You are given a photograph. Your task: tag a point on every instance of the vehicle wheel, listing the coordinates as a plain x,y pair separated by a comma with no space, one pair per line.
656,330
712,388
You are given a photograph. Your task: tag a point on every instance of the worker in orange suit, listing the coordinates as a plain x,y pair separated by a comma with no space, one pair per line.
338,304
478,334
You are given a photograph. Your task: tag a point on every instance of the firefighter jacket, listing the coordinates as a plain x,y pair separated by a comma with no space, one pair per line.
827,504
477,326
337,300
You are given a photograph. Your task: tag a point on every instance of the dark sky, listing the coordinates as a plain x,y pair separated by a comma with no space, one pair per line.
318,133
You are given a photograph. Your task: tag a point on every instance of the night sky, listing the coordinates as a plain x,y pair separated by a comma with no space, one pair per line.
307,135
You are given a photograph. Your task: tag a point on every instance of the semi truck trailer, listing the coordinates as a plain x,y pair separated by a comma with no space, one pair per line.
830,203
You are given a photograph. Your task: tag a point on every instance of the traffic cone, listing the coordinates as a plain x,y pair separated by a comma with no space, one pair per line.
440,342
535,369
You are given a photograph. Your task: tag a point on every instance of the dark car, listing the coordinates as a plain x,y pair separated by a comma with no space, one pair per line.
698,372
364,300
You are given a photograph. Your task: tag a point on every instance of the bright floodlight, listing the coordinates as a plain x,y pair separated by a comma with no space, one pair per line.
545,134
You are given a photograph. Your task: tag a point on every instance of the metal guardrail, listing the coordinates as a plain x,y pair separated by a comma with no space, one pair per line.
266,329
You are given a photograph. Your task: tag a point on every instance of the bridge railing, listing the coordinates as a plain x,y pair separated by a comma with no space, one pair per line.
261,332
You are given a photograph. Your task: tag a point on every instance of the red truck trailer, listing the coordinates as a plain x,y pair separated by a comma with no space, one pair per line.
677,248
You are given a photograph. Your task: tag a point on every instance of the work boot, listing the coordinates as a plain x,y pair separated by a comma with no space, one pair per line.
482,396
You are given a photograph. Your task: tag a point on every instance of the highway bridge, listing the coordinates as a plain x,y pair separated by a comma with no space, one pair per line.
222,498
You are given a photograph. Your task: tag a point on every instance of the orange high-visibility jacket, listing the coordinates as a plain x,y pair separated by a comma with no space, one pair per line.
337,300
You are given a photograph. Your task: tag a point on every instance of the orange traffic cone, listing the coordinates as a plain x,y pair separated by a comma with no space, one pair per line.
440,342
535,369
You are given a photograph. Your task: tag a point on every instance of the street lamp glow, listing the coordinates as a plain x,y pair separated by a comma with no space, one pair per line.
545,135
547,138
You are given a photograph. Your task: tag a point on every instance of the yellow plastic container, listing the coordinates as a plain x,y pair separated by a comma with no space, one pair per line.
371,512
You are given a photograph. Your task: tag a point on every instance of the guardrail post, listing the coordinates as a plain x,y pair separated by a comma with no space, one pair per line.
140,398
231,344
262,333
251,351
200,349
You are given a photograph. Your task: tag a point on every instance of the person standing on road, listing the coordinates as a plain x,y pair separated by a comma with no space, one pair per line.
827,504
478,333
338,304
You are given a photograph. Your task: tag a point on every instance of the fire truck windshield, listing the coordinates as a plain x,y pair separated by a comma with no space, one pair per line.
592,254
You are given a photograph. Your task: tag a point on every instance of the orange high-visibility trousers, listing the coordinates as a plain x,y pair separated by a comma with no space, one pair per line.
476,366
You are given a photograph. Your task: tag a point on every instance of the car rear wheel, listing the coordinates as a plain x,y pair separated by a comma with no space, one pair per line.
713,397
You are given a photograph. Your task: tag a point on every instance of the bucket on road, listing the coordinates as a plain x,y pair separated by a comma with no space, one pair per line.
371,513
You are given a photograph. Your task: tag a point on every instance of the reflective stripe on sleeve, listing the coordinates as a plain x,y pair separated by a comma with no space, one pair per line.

What is needed
Write out the full listing exactly as given.

Output
You are given a photograph. Your task: tag a point on every instance of the vehicle wheel, listing the coordinates as a plain x,y pair separated by a comma with no space, one pair per line.
656,330
712,388
You are given a photograph. Your task: tag a point on every instance of the worker in orange suit, listing the coordinates as a plain x,y pair separated by a comma with no space, one pair per line.
338,304
478,334
You are given a photograph. Your task: tag a point on every instance of the firefighter jacket, listing the coordinates as a plain x,y pair separated by a comma with no space, one pair per line.
827,504
477,326
337,300
You are given a photograph. Your task: tag a point on every instance of the dark sky, listing the coordinates as a plain x,y pair separated by a comma with no space, one pair per line.
318,133
You are given a photograph. Your task: tag a point on every instance of the night sky, listing the coordinates as a plain x,y pair separated by a comma with no space, one pair per line.
307,135
You are given a photograph. Your task: tag a point on every instance of the semi truck trailer, listing the coordinates as a plain x,y pair separated by a comma with no space, one pair per line.
830,203
You are given a photograph. Your task: tag a point on every instance of the traffic cone, listing the coordinates as a plain x,y pair separated by a comma with no space, one pair per line.
440,342
535,369
You are given a photograph. Your task: tag a point on every instance of the dark car, listing the coordinates as a plain x,y pair separated by a comma with no space, one pair per line.
698,372
364,300
You are given a photograph. Your task: tag a point on every instance of the bright floodlight, listing the coordinates as a plain x,y pair separated by a comma with no space, one pair per line.
545,134
You are given a photograph. Your task: tag a point on every instance of the metal guardrail, listing the coordinates as a plain x,y pair separated by a comma with no space, one pair per line.
266,329
You are given a photograph. Your task: tag a point on every instance of the bridge railing, listing the coordinates as a plain x,y pair separated by a comma with no space, one pair per line.
261,332
You are given a photograph. Your task: tag a point on every instance of the red truck trailer, listing the coordinates as a plain x,y pair separated by a comma with no space, one pair per line.
677,248
You are given a photograph. Your task: tag a point on every instance of the work boot, listing the coordinates as a plain x,y pair separated by a comma with no space, one pair per line.
482,396
You are given a photograph. Your task: tag a point on every instance of the highway bridge, listing the coordinates as a plain x,y pair separated by a comma with no space, one pair per line.
222,498
You are given a photograph. Your task: tag a point on every instance of the orange high-visibility jacket, listing the coordinates as a plain x,y pair separated by a comma with no space, one pair per line.
337,300
You are given a photograph. Your task: tag a point on every instance of the orange traffic cone, listing the coordinates as a plain x,y pair separated by a comma with no space, one pair per line.
440,342
535,369
You are given a photograph. Your task: tag a point on every instance of the street lamp glow, listing the coordinates as a plain x,y pair separated by a comma with no space, one pair per line.
545,135
547,138
You are given a photograph. Your task: tag a point on every instance of the yellow plastic container, listing the coordinates as a plain x,y pair separated by a comma with no space, one pair per line.
371,512
You are given a photograph. Your task: tag a point on every instance of the guardrail post, listing the coordinates as a plain x,y pair separated by a comma with no space, one pair per line.
140,398
231,344
262,333
251,351
200,349
You are given a photograph. Your task: tag a point on every instance of the person standing on road, listing the coordinates as a plain x,y pair separated by a comma with no space, one pair per line.
827,504
478,333
338,304
You are given a photograph. Your task: tag a point on every instance of the fire truck windshield, listing the coordinates as a plain x,y pair separated by a comma with no space, one pair per line.
592,254
You are given a photograph. Your task: tag a point on every instance of the orange high-visibility trousers, listing the coordinates as a plain x,y pair separated by a comma with no space, one pair per line.
476,366
You are given a photograph. Your task: tag a point on every instance of the car rear wheel, listing the coordinates as a plain x,y pair separated by a comma with no space, one pair per line.
713,397
You are given a photograph. Your task: tag a point on every instance of the bucket on road, listing the coordinates as a plain x,y pair separated by a comma with no space, one pair per line.
371,513
You are given a photograph. Your task: tag a point on every instance of the reflective stripe on sleeve, listing the coordinates as a plain x,y pair separated by a comma with no space, one pair per line.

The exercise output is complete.